Instrucción escrita 1: Filtra las entradas de más abajo y copia cada línea que contenga la palabra "balcony".

Fragmento del texto:
┏━━

“¡Hay tantas banderas de Ucrania aquí! Pedimos la paz para este pueblo flagelado” y para todos “los pueblos atormentados por la guerra”. A la vista de las banderas amarillas y azules de la nación de Europa del Este en la Plaza de San Pedro, al final del Ángelus del lunes 26 de diciembre, fiesta de San Esteban, el Papa hizo un nuevo llamamiento para poner fin al conflicto. Hablando a mediodía desde la ventana del estudio privado del Palacio Apostólico Vaticano, Francisco introdujo la oración mariana con una meditación sobre “algunas figuras dramáticas de santos mártires” que “en estos días son recordados” empezando por el primero de ellos, el diácono Esteban.
Queridos hermanos y hermanas, ¡buenos días! ¡feliz fiesta!
Ayer celebramos la Natividad del Señor, y la liturgia, para ayudarnos a acogerlo mejor, prolonga la duración de la fiesta hasta el 1 de enero: durante ocho días.
Sorprendentemente, sin embargo, estos mismos días conmemoran algunas figuras dramáticas de santos mártires. Hoy, por ejemplo, san Esteban, el primer mártir cristiano; pasado mañana, los Santos Inocentes, los niños que el rey Herodes mandado matar por miedo a que Jesús le arrebatara el trono (cf. Mt 2, 1-18).
En resumen, la liturgia parece querer alejarnos del mundo de las luces, los almuerzos y los regalos en el que podemos estar algo entregados estos días. ¿Por qué?
Porque la Navidad no es la fábula del nacimiento de un rey, sino la venida del Salvador, que nos libra del mal tomando sobre sí nuestro mal: el egoísmo, el pecado, la muerte.
Este es nuestro mal: el egoísmo que llevamos dentro; el pecado, somos todos pecadores; y la muerte.
Y los mártires son los más parecidos a Jesús.
De hecho, la palabra mártir significa testigo: los mártires son testigos, es decir, hermanos y hermanas que, con su vida, nos muestran a Jesús, que venció el mal con la misericordia.
E incluso en nuestros días los mártires son numerosos, más que en los primeros tiempos.
Hoy rezamos por estos hermanos y hermanas mártires perseguidos que dan testimonio de Cristo. Pero nos hará bien preguntarnos: ¿doy yo testimonio de Cristo? ¿Y cómo podemos mejorar en esto, en dar testimonio de Cristo? Nos puede ayudar precisamente la figura de san Esteban.
En primer lugar, los Hechos de los Apóstoles nos dicen que él era uno de los siete diáconos que la comunidad de Jerusalén había consagrado para el servicio de las mesas, es decir, para la caridad (cf. 6,1-6).
Esto significa que su primer testimonio no lo dio con palabras, sino a través del amor con el que sirvió a los más necesitados.

┗━━

Datos proporcionados:
┏━━

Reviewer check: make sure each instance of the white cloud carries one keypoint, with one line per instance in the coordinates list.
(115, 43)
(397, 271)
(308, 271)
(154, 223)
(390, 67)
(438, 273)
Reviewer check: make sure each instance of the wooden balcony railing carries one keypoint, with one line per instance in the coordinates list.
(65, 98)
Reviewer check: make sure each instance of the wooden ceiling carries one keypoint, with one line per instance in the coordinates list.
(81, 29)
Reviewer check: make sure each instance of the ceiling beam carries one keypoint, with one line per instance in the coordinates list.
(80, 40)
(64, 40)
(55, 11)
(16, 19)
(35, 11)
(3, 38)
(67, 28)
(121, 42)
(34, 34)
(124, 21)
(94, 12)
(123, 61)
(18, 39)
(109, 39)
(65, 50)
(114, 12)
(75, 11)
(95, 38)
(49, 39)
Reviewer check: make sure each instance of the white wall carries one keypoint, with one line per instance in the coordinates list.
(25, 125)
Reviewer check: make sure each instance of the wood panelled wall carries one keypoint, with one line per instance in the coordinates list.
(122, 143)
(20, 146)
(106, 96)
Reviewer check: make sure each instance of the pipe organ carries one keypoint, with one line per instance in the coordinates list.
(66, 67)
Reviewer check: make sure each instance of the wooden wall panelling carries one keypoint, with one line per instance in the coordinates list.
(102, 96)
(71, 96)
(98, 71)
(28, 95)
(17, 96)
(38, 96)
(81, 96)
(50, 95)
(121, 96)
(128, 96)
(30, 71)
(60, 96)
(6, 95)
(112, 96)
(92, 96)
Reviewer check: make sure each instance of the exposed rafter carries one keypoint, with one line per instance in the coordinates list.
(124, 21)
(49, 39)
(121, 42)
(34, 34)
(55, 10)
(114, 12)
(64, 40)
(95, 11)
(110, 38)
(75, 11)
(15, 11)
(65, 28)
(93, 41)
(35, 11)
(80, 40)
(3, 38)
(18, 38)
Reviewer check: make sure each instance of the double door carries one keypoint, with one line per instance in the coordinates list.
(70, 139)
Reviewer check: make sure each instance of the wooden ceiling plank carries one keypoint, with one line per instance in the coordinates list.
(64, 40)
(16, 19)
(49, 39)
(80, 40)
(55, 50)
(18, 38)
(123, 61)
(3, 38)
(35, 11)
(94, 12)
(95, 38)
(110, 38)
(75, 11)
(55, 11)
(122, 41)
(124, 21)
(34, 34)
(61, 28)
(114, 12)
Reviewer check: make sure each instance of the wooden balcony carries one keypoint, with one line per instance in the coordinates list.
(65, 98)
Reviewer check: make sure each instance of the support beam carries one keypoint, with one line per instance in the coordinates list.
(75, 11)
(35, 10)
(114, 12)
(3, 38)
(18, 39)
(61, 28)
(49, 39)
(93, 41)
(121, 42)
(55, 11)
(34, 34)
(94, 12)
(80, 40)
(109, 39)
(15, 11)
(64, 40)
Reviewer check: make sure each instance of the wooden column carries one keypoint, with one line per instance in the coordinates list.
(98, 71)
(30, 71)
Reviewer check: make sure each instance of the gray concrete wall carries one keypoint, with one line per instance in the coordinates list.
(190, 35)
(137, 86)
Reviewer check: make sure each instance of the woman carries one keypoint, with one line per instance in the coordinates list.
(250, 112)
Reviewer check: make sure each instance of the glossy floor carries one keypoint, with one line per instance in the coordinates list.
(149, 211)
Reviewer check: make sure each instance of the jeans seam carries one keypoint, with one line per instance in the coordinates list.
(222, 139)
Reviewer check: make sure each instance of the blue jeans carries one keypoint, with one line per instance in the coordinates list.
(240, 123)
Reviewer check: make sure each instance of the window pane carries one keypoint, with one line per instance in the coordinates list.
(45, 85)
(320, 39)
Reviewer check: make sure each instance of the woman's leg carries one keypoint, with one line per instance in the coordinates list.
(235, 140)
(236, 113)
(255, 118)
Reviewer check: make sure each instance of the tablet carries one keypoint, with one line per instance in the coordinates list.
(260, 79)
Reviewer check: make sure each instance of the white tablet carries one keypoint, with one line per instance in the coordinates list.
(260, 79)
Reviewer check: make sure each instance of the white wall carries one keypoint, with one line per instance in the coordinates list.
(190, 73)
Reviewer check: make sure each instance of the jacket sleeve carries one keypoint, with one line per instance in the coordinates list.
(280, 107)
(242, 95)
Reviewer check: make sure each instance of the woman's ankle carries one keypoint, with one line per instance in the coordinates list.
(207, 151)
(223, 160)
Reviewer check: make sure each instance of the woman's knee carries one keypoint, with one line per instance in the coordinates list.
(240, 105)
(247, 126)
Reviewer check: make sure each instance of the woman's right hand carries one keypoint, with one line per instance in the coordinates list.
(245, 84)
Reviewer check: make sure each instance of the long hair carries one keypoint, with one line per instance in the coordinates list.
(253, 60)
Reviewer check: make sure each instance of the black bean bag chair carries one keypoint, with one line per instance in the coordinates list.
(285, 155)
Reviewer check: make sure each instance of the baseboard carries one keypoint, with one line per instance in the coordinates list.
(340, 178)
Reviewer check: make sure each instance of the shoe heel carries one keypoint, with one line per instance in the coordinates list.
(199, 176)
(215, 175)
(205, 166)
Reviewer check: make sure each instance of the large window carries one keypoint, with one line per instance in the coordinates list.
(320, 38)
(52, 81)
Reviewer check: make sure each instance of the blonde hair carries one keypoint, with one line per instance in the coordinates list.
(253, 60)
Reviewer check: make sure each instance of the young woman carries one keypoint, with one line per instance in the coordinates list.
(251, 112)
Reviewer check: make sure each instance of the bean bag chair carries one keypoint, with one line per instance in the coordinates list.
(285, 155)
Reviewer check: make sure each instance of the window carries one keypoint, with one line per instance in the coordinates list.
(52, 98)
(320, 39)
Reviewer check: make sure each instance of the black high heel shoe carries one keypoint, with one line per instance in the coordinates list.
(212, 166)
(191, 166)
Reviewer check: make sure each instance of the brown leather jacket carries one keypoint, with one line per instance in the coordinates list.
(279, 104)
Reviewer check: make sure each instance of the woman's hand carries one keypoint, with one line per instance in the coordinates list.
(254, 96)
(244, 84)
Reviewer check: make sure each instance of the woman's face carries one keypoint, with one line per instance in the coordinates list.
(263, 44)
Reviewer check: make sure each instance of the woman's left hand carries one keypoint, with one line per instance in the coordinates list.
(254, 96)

┗━━

Instrucción escrita 2: Por favor, cambia "misericordia" por "compasión" en el pasaje de la alocución del Ángelus que empieza en "De hecho, la" y termina en "con la misericordia.", y escribe ese pasaje completo con el cambio.

Respuesta correcta 1:
Reviewer check: make sure each instance of the wooden balcony railing carries one keypoint, with one line per instance in the coordinates list.
Reviewer check: make sure each instance of the wooden balcony carries one keypoint, with one line per instance in the coordinates list.

Respuesta correcta 2:
De hecho, la palabra mártir significa testigo: los mártires son testigos, es decir, hermanos y hermanas que, con su vida, nos muestran a Jesús, que venció el mal con la compasión.